What to produce: Return the records below exactly, leaving nothing out.

(Entries taken from a collection)

+ + + +

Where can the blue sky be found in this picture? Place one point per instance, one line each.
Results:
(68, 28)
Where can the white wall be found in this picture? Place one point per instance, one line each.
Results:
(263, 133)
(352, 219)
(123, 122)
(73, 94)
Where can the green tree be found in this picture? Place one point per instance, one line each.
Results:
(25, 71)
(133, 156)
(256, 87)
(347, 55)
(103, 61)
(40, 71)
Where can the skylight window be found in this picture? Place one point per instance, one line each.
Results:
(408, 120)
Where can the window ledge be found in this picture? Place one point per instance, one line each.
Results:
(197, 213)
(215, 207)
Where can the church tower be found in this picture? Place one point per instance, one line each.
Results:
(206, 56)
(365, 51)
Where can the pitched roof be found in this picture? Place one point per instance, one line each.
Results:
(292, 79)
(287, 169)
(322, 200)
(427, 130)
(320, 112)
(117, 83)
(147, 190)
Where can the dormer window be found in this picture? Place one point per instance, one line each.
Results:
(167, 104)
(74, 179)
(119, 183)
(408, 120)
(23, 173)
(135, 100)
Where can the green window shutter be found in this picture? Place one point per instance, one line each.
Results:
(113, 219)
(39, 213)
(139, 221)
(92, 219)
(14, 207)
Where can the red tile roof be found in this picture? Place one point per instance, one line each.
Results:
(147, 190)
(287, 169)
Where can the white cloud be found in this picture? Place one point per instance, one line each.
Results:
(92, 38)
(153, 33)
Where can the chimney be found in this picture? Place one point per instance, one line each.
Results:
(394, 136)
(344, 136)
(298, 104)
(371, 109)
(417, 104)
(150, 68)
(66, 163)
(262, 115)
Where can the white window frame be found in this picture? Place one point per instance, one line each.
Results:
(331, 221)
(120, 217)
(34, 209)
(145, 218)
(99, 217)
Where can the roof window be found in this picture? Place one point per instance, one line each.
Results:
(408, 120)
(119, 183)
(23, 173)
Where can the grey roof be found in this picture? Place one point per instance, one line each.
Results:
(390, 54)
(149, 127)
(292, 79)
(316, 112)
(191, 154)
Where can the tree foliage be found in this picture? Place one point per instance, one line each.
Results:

+ + + +

Result of this exercise:
Where can the blue sky be found in this picture? Place one point per instance, one line each.
Results:
(68, 28)
Where can the white wall be found in this picture? Place one point per instance, one line each.
Results:
(263, 133)
(352, 219)
(123, 122)
(73, 94)
Where can the green tree be found in this picture? Place one point per instance, one line each.
Results:
(25, 71)
(133, 156)
(256, 87)
(347, 55)
(103, 61)
(40, 71)
Where can the skylight window be found in this picture? Place one point per instance, one line each.
Results:
(408, 120)
Where can the window ledge be found in this picture? Place one point per instance, one line each.
Results:
(197, 213)
(215, 207)
Where can the church tower be found in this picture? Place one point per instance, one line each.
Results:
(206, 56)
(365, 51)
Where can the pitched roof be found in this picture? Place one point per instance, one line each.
Results:
(292, 79)
(287, 169)
(322, 200)
(427, 130)
(320, 112)
(117, 83)
(147, 190)
Where can the dormer window be found in this picture? Place one point per instance, one line each.
Results:
(167, 104)
(74, 179)
(119, 183)
(408, 120)
(23, 173)
(135, 100)
Where can the green window shutter be found in this picture? Place one point per instance, one line each.
Results:
(113, 219)
(39, 213)
(139, 221)
(92, 219)
(14, 207)
Where can the red tile roof be found in this picture? Place one point per instance, one line each.
Results:
(147, 190)
(287, 169)
Where can the white cloud be found in this picture? Place one point per instance, one line each.
Results:
(92, 38)
(153, 33)
Where can the chimney be found in this picture? Place one point per instance, one line each.
Results:
(394, 136)
(344, 136)
(298, 104)
(371, 109)
(417, 104)
(150, 68)
(66, 163)
(262, 115)
Where can the white window frame be found in this picture? Place one point per instance, one line each.
Results:
(331, 221)
(120, 217)
(34, 209)
(145, 218)
(99, 217)
Where can the roof window be found in this picture? Place one point per instance, one line each.
Results:
(408, 120)
(119, 183)
(23, 173)
Where can the grey roof be found in this picture? Place one point per instance, one line each.
Results:
(390, 54)
(149, 127)
(292, 79)
(316, 112)
(191, 154)
Where can the tree foliage be found in this picture? Place one point per instance, one line each.
Results:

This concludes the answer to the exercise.